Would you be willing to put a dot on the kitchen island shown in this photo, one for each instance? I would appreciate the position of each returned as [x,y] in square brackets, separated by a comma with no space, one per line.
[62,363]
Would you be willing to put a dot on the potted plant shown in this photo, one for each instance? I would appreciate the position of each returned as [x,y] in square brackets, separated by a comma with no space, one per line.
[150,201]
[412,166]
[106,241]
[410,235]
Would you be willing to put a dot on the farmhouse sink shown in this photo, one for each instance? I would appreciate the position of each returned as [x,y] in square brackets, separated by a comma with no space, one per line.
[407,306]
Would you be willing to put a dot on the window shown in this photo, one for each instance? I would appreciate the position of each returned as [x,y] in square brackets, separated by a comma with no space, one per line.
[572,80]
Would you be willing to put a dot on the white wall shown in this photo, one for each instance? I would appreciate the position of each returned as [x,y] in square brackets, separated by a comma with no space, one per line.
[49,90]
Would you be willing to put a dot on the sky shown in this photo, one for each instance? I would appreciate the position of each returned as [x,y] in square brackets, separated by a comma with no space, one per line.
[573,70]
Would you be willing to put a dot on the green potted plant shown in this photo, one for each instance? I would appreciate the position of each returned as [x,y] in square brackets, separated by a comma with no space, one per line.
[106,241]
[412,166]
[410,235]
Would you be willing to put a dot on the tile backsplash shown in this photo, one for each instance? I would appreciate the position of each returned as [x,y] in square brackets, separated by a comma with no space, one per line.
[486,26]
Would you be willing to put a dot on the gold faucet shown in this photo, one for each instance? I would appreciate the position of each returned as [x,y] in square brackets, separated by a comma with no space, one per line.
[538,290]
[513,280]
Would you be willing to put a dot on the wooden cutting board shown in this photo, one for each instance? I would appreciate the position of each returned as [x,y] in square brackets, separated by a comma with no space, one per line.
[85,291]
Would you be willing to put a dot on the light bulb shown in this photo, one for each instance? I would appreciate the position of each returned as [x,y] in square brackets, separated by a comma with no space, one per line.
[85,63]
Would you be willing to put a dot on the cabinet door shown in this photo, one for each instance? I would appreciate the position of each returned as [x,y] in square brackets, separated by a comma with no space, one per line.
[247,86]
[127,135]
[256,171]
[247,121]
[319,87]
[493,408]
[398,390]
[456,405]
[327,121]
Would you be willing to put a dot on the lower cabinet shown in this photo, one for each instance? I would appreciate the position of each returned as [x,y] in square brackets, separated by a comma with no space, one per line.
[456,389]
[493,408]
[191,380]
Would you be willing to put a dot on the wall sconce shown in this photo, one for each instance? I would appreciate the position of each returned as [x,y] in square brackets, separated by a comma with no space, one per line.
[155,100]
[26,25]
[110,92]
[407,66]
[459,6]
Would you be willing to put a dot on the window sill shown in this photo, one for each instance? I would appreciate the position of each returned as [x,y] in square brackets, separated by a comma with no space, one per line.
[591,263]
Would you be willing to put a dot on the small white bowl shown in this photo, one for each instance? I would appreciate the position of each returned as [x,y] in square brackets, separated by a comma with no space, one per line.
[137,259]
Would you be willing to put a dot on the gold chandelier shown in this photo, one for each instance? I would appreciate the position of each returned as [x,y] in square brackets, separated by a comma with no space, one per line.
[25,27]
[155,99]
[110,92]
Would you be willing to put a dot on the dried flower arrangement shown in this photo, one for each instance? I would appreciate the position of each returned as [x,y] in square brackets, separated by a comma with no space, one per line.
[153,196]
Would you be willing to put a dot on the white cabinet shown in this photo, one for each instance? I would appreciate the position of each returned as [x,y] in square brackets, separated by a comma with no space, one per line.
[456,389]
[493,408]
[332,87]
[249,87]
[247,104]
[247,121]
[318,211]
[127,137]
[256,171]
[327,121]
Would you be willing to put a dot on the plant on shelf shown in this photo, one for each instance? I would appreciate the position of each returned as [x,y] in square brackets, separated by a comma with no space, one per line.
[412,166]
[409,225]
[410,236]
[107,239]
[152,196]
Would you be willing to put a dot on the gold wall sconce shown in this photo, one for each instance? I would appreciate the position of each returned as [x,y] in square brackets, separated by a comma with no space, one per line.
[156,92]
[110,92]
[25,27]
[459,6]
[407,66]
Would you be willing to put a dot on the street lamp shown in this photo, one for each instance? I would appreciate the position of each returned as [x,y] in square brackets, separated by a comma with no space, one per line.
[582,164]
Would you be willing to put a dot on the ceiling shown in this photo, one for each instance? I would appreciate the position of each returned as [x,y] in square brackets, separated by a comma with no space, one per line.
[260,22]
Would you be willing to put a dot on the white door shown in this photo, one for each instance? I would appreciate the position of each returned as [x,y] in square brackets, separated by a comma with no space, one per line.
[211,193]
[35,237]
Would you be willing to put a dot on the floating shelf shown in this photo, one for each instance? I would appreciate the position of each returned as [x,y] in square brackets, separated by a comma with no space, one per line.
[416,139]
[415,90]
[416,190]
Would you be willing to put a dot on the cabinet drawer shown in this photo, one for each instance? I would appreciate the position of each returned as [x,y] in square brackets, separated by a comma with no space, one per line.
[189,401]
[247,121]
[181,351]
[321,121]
- - -
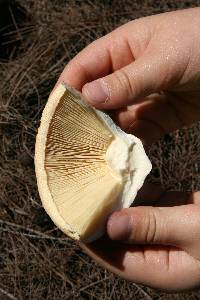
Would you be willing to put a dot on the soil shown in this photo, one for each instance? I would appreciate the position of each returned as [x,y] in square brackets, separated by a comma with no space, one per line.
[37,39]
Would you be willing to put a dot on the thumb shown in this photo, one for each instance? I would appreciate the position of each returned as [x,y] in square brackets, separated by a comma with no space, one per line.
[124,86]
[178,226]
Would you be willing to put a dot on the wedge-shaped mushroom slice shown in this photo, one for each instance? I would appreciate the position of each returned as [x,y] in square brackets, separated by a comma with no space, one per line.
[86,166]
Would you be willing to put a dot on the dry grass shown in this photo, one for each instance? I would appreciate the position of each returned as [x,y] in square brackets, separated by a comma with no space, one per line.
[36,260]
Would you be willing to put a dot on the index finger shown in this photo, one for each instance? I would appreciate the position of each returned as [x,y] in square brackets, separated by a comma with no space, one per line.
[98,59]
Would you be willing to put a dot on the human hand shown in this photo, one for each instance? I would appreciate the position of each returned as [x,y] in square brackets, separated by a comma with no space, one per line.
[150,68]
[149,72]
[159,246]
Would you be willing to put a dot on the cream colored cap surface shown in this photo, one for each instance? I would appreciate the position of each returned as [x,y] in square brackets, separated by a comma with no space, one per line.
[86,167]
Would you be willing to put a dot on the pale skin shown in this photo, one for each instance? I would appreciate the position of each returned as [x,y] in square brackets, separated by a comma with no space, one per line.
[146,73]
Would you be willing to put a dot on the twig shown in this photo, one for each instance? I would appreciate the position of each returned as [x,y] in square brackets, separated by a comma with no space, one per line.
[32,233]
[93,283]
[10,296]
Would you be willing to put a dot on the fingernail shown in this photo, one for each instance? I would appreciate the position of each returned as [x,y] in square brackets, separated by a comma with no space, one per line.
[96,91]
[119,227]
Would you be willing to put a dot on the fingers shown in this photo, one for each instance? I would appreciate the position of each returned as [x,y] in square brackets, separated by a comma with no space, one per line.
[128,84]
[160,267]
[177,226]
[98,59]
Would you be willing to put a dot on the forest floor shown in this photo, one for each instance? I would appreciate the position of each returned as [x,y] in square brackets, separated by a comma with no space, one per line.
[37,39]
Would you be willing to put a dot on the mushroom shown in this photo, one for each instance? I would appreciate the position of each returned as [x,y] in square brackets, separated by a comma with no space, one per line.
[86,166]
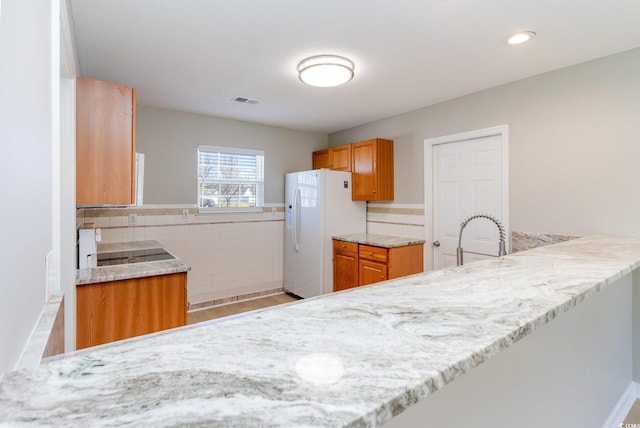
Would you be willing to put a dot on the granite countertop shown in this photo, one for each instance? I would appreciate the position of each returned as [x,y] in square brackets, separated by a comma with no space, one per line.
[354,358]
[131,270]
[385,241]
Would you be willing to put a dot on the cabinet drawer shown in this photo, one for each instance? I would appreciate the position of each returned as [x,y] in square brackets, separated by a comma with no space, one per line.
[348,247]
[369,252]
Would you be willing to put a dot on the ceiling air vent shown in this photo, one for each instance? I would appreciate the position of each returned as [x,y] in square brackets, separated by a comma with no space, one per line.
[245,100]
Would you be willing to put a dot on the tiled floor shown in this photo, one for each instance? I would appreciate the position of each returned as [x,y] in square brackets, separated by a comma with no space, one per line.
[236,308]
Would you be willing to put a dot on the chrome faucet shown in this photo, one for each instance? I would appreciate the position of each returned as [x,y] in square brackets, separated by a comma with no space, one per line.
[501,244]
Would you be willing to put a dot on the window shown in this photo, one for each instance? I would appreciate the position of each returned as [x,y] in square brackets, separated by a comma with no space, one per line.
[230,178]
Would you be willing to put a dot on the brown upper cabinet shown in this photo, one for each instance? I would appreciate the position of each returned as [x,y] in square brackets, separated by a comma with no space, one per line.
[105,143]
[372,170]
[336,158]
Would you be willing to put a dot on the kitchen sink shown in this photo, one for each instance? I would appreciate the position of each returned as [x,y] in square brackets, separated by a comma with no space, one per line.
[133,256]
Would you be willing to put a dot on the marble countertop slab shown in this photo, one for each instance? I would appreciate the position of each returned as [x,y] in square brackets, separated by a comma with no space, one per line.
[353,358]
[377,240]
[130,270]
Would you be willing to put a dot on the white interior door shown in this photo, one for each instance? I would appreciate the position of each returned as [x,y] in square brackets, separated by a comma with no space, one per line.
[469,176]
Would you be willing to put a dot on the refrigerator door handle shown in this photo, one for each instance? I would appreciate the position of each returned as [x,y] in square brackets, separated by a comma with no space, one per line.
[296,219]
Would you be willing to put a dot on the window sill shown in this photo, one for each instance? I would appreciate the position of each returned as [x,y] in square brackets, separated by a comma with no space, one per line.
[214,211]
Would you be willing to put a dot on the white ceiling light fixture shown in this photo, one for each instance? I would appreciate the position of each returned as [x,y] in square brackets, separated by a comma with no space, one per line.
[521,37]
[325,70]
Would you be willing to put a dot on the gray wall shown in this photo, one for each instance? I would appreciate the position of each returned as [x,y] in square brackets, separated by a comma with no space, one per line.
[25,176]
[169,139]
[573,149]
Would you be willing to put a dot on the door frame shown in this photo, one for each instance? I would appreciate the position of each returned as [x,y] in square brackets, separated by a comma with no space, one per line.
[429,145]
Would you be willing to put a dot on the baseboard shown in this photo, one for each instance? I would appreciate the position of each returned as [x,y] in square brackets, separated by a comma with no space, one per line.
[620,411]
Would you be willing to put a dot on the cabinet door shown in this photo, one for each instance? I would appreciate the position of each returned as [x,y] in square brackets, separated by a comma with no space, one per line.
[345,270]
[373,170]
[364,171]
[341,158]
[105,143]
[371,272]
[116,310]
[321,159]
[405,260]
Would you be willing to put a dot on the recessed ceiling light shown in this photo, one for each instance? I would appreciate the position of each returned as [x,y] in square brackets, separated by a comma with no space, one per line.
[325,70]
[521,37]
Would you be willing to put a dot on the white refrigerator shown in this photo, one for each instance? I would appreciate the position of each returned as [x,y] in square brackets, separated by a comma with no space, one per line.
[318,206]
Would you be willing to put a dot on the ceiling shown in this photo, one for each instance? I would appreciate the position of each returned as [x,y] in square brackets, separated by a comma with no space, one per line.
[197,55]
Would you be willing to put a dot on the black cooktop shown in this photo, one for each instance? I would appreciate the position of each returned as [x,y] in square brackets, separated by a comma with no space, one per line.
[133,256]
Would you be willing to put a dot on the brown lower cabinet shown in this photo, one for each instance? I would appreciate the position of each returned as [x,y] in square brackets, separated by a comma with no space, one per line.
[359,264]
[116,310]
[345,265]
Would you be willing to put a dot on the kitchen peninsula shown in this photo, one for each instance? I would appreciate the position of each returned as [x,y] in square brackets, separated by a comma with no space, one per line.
- - -
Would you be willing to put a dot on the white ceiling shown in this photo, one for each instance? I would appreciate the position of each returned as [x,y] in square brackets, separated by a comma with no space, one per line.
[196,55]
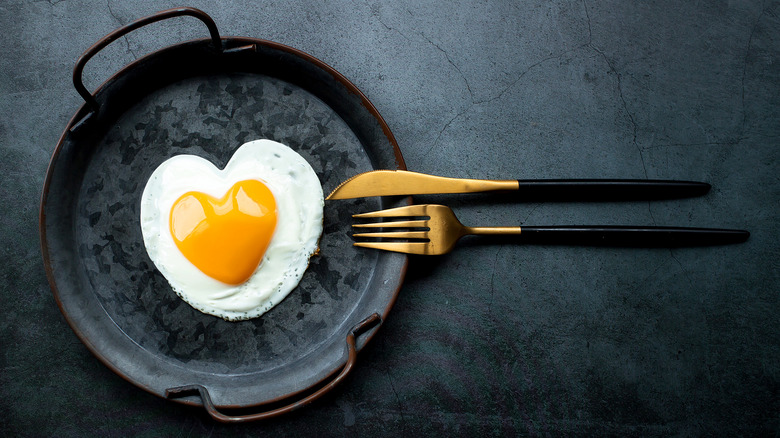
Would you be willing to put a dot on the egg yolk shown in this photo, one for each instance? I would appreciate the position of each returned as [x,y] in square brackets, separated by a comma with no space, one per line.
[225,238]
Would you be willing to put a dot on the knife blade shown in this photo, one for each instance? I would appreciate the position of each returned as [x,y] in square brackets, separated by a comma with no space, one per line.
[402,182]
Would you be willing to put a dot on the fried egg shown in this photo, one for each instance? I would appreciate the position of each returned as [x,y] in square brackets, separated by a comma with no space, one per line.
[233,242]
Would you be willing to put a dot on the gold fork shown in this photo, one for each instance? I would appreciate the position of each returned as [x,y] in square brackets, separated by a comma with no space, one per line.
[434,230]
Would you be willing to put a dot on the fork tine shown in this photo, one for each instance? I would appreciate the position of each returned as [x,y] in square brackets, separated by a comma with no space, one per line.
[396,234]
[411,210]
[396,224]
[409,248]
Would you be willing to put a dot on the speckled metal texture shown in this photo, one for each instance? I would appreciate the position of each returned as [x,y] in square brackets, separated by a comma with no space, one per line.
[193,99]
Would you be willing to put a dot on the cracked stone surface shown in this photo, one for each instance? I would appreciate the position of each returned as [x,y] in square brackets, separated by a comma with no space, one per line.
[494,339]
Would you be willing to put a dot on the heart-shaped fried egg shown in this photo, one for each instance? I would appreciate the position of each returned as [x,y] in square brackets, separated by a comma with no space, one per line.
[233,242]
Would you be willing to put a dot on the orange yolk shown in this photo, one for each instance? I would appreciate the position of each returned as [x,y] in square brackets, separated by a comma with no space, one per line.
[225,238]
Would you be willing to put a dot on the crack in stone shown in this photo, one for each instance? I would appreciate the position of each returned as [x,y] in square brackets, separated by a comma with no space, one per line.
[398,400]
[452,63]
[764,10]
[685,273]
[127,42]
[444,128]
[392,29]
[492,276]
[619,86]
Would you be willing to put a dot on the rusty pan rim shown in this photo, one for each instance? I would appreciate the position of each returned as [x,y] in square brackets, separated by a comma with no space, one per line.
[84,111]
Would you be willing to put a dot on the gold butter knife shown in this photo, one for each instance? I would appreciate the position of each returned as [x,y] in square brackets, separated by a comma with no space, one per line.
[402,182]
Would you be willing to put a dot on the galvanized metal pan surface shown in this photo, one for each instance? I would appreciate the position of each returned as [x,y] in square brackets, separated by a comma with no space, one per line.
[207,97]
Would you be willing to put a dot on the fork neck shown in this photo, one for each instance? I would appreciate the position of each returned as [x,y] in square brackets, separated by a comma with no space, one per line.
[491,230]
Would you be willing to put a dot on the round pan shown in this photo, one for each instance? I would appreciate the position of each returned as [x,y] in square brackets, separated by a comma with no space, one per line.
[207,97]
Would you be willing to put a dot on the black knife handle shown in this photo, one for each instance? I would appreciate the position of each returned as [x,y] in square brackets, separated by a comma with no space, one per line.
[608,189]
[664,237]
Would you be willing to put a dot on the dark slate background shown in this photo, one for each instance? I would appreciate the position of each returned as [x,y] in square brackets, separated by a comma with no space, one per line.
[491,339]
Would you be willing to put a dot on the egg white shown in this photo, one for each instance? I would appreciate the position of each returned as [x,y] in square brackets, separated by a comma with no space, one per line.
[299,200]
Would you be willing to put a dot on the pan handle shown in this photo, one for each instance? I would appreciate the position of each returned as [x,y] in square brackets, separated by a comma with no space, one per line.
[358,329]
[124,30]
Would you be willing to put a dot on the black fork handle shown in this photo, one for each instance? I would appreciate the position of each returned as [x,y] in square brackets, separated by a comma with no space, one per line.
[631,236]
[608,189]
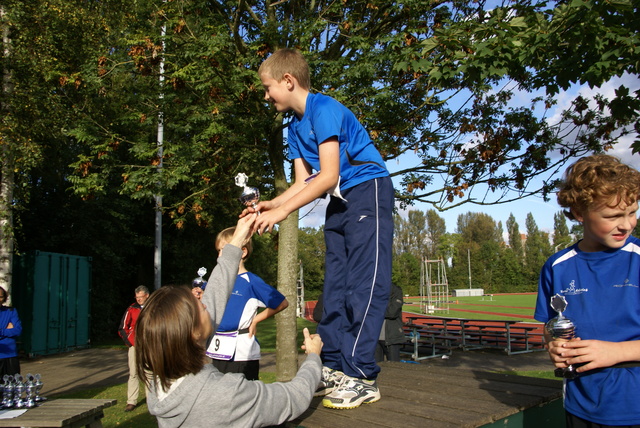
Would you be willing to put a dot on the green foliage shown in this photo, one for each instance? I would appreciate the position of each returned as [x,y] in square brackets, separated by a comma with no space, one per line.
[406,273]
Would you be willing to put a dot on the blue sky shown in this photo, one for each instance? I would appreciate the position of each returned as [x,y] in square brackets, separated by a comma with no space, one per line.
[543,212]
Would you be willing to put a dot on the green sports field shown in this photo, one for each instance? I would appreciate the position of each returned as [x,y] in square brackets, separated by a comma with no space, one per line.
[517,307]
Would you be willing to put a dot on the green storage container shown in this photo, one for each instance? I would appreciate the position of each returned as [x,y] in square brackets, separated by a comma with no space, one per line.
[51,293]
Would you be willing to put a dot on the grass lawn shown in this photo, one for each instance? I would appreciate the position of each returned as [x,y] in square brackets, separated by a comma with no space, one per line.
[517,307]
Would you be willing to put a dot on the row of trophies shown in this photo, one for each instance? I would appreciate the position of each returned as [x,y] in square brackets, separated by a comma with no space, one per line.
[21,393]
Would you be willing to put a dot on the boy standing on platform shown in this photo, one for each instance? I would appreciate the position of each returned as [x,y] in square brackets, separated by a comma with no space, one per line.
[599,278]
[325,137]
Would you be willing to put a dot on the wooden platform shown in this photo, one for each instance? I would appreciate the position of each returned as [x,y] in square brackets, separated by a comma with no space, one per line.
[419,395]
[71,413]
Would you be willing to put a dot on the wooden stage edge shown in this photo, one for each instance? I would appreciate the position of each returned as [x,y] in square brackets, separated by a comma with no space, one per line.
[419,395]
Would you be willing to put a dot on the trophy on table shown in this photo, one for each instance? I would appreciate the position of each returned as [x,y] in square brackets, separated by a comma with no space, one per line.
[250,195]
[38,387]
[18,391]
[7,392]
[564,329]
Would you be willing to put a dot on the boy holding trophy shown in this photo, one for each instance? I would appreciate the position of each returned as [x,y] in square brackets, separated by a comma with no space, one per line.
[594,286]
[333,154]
- - -
SET PROBLEM:
Find every line in the records above that contains the word "soil", and copy each of those lines in full.

REPLY:
Would you be willing to put a dot on the soil shown in this photo, one for each instance? I would appreciate the position of each returned as [x,y] in square brackets, separated by a comma with no space, one per line.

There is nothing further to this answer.